— START Recorded information —

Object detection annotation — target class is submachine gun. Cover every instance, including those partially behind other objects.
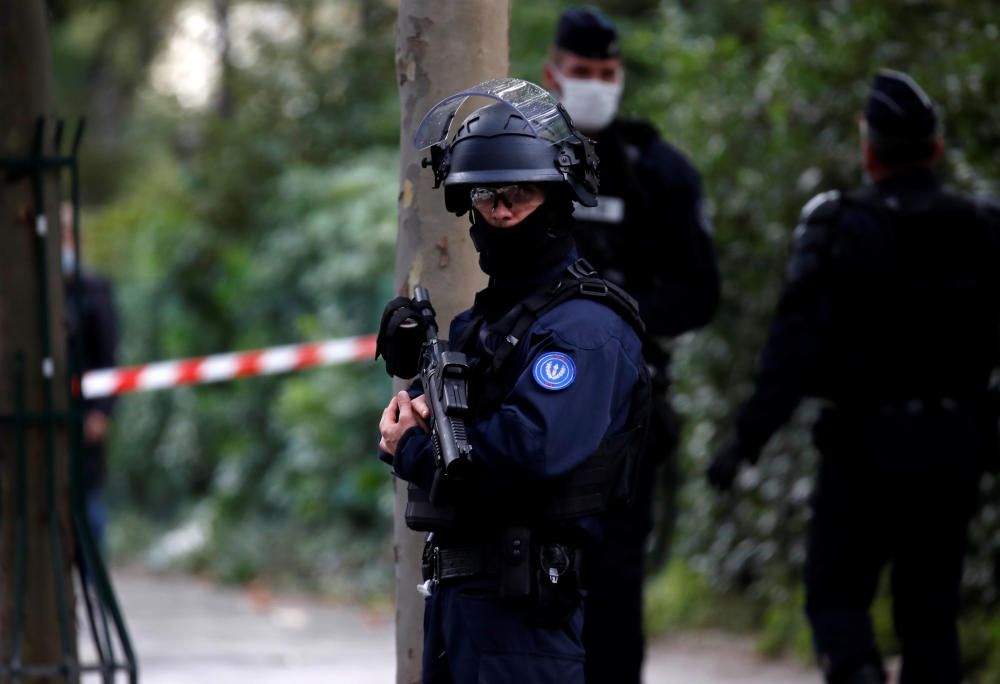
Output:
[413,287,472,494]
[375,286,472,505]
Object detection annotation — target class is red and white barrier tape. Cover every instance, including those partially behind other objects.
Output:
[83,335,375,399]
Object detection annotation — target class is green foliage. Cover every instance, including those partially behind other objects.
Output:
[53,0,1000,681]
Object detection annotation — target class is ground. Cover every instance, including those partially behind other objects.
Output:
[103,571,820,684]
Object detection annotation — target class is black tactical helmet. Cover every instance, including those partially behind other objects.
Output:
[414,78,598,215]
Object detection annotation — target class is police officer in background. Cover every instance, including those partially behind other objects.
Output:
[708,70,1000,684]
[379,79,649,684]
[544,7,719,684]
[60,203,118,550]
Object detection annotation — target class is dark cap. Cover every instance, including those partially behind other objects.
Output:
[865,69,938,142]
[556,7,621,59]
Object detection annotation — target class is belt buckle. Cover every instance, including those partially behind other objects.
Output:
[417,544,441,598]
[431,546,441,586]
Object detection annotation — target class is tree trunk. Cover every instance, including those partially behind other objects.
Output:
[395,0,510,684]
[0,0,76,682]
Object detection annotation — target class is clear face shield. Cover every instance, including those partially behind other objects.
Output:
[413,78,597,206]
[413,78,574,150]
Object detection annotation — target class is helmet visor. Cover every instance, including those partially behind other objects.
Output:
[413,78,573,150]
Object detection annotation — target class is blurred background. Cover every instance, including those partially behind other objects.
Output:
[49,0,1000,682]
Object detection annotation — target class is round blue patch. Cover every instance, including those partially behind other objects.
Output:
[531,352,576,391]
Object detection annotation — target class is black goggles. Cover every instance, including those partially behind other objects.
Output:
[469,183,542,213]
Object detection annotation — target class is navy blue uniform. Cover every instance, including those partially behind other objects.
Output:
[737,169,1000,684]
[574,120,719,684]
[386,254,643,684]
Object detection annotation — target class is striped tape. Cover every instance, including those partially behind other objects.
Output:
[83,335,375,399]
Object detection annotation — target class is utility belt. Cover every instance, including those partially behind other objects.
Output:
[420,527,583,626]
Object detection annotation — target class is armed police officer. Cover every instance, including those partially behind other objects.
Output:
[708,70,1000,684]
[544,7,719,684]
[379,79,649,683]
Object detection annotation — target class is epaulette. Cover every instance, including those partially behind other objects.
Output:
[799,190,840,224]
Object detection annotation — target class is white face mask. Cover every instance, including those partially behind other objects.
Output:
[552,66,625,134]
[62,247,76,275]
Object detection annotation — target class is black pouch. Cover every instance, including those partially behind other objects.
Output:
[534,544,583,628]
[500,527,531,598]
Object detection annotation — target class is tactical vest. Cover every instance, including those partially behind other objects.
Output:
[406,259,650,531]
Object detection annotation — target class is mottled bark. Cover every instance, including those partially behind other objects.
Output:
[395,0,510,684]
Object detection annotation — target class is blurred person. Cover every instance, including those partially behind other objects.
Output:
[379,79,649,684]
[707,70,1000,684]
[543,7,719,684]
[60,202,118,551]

— END Recorded information —
— START Recorded information —

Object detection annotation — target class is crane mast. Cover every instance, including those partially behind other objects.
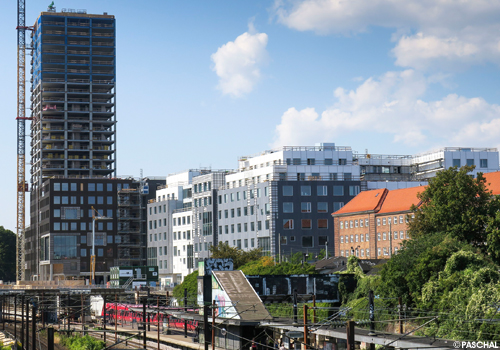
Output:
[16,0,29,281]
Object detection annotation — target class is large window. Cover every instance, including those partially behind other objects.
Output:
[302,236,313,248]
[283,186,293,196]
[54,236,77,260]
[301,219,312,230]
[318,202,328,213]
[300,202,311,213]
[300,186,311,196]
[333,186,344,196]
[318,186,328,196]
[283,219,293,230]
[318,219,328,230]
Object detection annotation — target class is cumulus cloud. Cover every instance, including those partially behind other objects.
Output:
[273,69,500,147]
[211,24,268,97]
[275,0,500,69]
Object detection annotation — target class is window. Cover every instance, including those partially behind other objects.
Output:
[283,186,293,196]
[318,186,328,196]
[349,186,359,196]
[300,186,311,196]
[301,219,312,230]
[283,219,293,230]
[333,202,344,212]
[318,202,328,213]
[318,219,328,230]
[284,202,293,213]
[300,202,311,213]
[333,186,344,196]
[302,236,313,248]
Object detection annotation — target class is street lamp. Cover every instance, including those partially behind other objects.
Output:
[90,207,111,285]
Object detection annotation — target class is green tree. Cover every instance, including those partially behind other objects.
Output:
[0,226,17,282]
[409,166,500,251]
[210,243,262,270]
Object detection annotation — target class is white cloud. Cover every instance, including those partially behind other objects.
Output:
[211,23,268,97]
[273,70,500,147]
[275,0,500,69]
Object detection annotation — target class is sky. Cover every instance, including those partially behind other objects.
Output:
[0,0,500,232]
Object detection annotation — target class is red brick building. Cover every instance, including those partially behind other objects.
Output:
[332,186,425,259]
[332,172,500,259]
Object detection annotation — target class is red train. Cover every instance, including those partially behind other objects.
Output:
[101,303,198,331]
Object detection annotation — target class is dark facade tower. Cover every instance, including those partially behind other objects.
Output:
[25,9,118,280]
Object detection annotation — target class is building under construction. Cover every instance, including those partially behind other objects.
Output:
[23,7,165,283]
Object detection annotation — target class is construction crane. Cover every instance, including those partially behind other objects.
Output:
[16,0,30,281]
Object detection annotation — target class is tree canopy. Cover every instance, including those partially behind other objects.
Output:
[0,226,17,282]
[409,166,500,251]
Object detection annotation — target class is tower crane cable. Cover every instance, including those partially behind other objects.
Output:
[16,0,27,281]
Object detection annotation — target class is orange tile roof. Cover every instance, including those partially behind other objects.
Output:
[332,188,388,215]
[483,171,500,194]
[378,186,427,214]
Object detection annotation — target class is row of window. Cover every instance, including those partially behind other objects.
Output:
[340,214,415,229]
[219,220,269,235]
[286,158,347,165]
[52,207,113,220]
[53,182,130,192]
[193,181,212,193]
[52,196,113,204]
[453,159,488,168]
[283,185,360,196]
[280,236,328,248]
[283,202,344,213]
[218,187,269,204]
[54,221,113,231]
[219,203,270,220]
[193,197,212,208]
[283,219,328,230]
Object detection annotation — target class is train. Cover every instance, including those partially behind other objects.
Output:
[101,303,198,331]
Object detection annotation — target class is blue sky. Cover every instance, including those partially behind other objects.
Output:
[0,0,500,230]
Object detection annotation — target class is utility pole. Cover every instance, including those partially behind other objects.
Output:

— END Recorded information —

Written request =>
Copy the lines of the records above, starting at the line with "Object detection annotation — target class is tree trunk." and ending at the line with "[413,78,574,150]", both ends included.

Written reply =>
Object detection annotation — target class is tree trunk. Cover every instance, including those partially behind other objects.
Output:
[395,0,510,684]
[0,0,76,682]
Object detection annotation — target class is clear face shield. Cover every instance, including those partially behind other objects.
Output:
[413,78,597,206]
[413,78,574,150]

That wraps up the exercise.